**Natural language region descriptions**
————

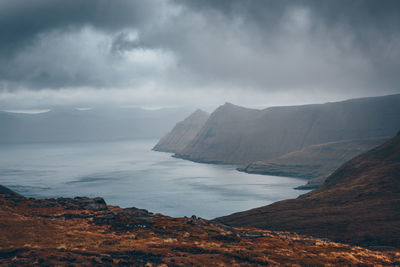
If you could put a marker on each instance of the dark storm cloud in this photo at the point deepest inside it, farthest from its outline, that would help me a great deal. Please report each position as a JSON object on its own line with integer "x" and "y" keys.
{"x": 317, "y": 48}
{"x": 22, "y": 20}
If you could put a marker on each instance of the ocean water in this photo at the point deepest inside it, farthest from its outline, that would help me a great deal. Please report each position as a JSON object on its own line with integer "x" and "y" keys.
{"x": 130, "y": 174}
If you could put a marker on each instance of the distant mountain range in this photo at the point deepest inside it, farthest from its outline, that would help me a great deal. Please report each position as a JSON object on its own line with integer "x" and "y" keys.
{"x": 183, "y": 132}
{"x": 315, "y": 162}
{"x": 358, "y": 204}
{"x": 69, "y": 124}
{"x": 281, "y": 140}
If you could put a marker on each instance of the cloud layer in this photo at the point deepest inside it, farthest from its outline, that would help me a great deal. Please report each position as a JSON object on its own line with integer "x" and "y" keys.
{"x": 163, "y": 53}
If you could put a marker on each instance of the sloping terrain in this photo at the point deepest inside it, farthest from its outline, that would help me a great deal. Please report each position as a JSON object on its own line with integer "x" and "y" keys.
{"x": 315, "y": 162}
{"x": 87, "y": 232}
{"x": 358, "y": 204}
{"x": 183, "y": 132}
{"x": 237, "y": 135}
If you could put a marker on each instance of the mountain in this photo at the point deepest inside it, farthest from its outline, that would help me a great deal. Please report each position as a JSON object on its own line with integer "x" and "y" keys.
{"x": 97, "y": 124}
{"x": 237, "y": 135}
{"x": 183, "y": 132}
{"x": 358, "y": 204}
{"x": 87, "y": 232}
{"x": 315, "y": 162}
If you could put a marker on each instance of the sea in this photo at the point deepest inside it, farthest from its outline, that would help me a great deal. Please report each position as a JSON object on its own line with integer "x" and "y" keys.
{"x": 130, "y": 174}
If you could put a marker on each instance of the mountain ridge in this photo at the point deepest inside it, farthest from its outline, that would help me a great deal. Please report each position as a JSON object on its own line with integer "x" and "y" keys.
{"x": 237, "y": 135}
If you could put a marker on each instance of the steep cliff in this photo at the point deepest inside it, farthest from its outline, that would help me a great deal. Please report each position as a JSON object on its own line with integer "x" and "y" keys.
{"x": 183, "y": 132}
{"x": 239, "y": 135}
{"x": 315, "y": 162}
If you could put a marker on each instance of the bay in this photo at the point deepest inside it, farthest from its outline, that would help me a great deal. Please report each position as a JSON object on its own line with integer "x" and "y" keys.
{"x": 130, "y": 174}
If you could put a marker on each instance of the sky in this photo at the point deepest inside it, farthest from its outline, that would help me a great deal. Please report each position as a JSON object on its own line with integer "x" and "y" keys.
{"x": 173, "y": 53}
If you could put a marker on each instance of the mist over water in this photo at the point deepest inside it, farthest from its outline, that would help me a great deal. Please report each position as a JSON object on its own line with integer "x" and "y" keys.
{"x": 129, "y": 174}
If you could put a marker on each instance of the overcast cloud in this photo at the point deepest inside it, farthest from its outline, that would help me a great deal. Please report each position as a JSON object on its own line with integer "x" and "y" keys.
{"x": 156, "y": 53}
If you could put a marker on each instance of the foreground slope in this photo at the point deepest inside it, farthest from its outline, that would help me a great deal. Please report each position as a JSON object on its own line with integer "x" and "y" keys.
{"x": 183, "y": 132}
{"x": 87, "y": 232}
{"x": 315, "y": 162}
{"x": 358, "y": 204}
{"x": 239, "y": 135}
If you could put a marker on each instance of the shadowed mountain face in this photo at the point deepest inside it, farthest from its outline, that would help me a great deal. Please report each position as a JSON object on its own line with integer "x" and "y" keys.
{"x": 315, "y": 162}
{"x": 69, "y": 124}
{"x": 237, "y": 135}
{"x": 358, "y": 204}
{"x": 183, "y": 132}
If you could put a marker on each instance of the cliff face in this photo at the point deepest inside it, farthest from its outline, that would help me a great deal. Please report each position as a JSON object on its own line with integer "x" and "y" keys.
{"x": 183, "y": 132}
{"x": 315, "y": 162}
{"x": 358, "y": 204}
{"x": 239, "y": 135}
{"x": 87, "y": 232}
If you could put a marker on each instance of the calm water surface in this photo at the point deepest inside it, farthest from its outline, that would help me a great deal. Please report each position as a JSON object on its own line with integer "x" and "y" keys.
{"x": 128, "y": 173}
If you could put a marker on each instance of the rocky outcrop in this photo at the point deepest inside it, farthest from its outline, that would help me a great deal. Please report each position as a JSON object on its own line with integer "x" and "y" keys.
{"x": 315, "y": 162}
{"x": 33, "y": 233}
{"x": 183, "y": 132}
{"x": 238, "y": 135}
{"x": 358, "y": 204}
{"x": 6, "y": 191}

————

**What the exercise asks**
What is wanted is a word-for-word restatement of the entries, without their images.

**Task response**
If you could put a marker on each instance of the dark storm cloud in this photo at the point deepest inside it, farthest from its outline, that would help me a great deal. Please report each position as a JSON object on its own line with integer "x" and "y" keys.
{"x": 317, "y": 48}
{"x": 22, "y": 20}
If you could put a marker on each instance of the ocean water in this photo at the point deepest inside it, farthest from its outline, that would help me a great deal. Please report each position as a JSON object on its own line with integer "x" and "y" keys.
{"x": 130, "y": 174}
If you could put a marker on each instance of the distant mountain range in this photo at the point deepest inside it, farthest from its outline, that would help me a great deal. Please report each position as a JSON object on its own line with integer "x" and "y" keys.
{"x": 183, "y": 132}
{"x": 315, "y": 162}
{"x": 358, "y": 204}
{"x": 69, "y": 124}
{"x": 281, "y": 140}
If you could put a marker on each instance of the cloud layer in this photo at the point deepest inside it, farthest from its outline, that would help me a great deal. Please report each position as a JSON object on its own line with integer "x" and "y" keys.
{"x": 163, "y": 53}
If you could put a marker on each instance of the sloping terrain in this photo at the point deepest inside it, farthest from its outline, that would help me a great deal. Please report each position as a JSON object on its own line with integer "x" and "y" keys.
{"x": 315, "y": 162}
{"x": 87, "y": 232}
{"x": 358, "y": 204}
{"x": 183, "y": 132}
{"x": 237, "y": 135}
If you could put a marker on each instance of the mountain in this photo at the point deepest inside it, farthest from its outline, that would help me a great deal. Please report each position as a JSON object on its own line with integer "x" and "y" keys.
{"x": 97, "y": 124}
{"x": 237, "y": 135}
{"x": 183, "y": 132}
{"x": 358, "y": 204}
{"x": 87, "y": 232}
{"x": 315, "y": 162}
If you could put a marker on each instance of the sea in this photo at the point deepest inside it, farthest from its outline, that would help me a great deal. Please report each position as a JSON object on its own line with integer "x" and "y" keys.
{"x": 130, "y": 174}
If you could put a marker on each instance of the mountain ridge in this photo at the point deepest inside it, farthest from its outline, that would help me a great deal. Please report each position as a JSON object on its own line with integer "x" and "y" keys.
{"x": 237, "y": 135}
If you could put a marker on each instance of the steep cliff in this photo at the point deepest inside it, farthest from its outline, that would help me a great deal. Please report each position as a JSON object on its own line with integer "x" and "y" keys.
{"x": 183, "y": 132}
{"x": 239, "y": 135}
{"x": 315, "y": 162}
If you could put a marker on each instance of the bay in this photo at the point deepest inside it, farthest from its outline, that would help me a great deal. Please report each position as a JSON object on its own line with integer "x" and "y" keys.
{"x": 130, "y": 174}
If you could put a marker on each instance of the sky in this photo at the point deepest inside it, farthest from its outline, that would help me a great deal. Please report each position as a JSON object on its own line with integer "x" and "y" keys.
{"x": 173, "y": 53}
If you could put a marker on each instance of the mist over water in this photo at the point deepest inside it, farthest from its outline, that would help me a great deal. Please report each position as a JSON object on its own line with integer "x" and "y" keys.
{"x": 129, "y": 174}
If you could put a marker on each instance of the overcast cloud in this photo at the point deepest inside it, farthest from its outline, that would help me a great deal. Please report each position as a JSON object on its own line with integer "x" and "y" keys.
{"x": 156, "y": 53}
If you could put a marker on each instance of the foreground slope in this photo at the point deepest inside it, farthest from its outline, that would help me a great deal. Please report each position as a JSON object on its own line with integer "x" and "y" keys.
{"x": 183, "y": 132}
{"x": 87, "y": 232}
{"x": 315, "y": 162}
{"x": 358, "y": 204}
{"x": 239, "y": 135}
If you could put a marker on each instance of the shadowed mountain face in this photo at the point deepest inside it, farthest from its outline, that would help me a great deal. Please report each position as a JSON object on its own line with integer "x" and "y" keys.
{"x": 315, "y": 162}
{"x": 69, "y": 124}
{"x": 237, "y": 135}
{"x": 358, "y": 204}
{"x": 183, "y": 132}
If you could put a marker on each instance of the cliff face in this photo at the point deepest inside it, farthest from its outline, that would help me a great deal. Please report each position as a JSON object on its own line with integer "x" and "y" keys.
{"x": 183, "y": 132}
{"x": 315, "y": 162}
{"x": 358, "y": 204}
{"x": 239, "y": 135}
{"x": 87, "y": 232}
If you could put a marker on each instance of the calm water surface in this photo at the point deepest inside it, farthest from its outline, that would help me a great deal. Please report each position as a JSON object on its own line with integer "x" and "y" keys.
{"x": 128, "y": 173}
If you could put a marker on each instance of the rocky outcrop in this photo at the point deepest inside it, farthest from its outline, that would help me a great deal. Please report each position as a JSON object on its own line with integer "x" and "y" keys.
{"x": 315, "y": 162}
{"x": 33, "y": 233}
{"x": 183, "y": 132}
{"x": 238, "y": 135}
{"x": 358, "y": 204}
{"x": 6, "y": 191}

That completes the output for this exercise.